[Stored data entries]
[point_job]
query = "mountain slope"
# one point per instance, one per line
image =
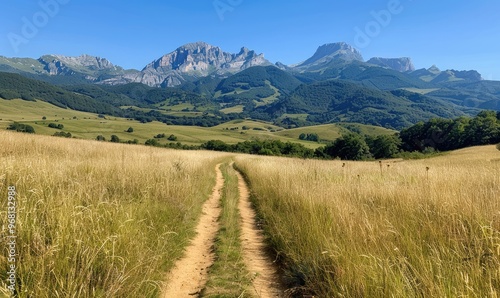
(327, 53)
(16, 86)
(342, 101)
(193, 61)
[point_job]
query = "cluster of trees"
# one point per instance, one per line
(172, 137)
(56, 126)
(447, 134)
(431, 136)
(313, 137)
(62, 134)
(19, 127)
(262, 147)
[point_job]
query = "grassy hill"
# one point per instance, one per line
(343, 101)
(89, 126)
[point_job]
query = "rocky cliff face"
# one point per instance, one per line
(196, 60)
(399, 64)
(328, 53)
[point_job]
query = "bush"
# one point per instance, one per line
(115, 139)
(313, 137)
(62, 134)
(349, 147)
(56, 126)
(152, 142)
(19, 127)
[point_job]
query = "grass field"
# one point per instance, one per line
(99, 219)
(89, 126)
(108, 220)
(427, 228)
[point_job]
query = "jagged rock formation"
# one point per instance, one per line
(399, 64)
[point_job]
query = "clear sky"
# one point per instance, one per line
(449, 33)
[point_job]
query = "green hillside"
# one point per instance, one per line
(342, 101)
(89, 126)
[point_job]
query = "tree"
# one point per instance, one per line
(19, 127)
(349, 147)
(152, 142)
(385, 146)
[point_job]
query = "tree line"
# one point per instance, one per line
(422, 138)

TASK ITEM ->
A word-for-word transcript of the entries above is needed, with pictures removed.

ANSWER BELOW ->
[point_job]
query = "mountain slope"
# one point per instance, one per line
image =
(327, 53)
(16, 86)
(342, 101)
(193, 61)
[point_job]
query = "cluster of trees"
# one point per instance, one per line
(172, 137)
(56, 126)
(447, 134)
(431, 136)
(313, 137)
(62, 134)
(19, 127)
(262, 147)
[point_job]
query = "grassy hill"
# one point per instance, one per line
(343, 101)
(89, 126)
[point_job]
query = "rocky cliff face"
# one point per instance, one per line
(196, 60)
(399, 64)
(328, 53)
[point_job]
query = "bush"
# one point per instance, one per line
(115, 139)
(313, 137)
(62, 134)
(349, 147)
(56, 126)
(152, 142)
(19, 127)
[point_job]
query = "grass field"
# one point per instance, one per line
(99, 219)
(89, 126)
(108, 220)
(427, 228)
[point_job]
query = "jagged rock formation"
# one point per instance, one per line
(399, 64)
[point_job]
query = "clear sky"
# one point per instance, one per line
(449, 33)
[point_job]
query = "green hillside"
# one point per instance, one per line
(342, 101)
(89, 126)
[point_job]
query = "tree"
# one point per instance, one per line
(19, 127)
(349, 147)
(152, 142)
(385, 146)
[point_job]
query = "tree line"
# one point per instance, one per line
(422, 138)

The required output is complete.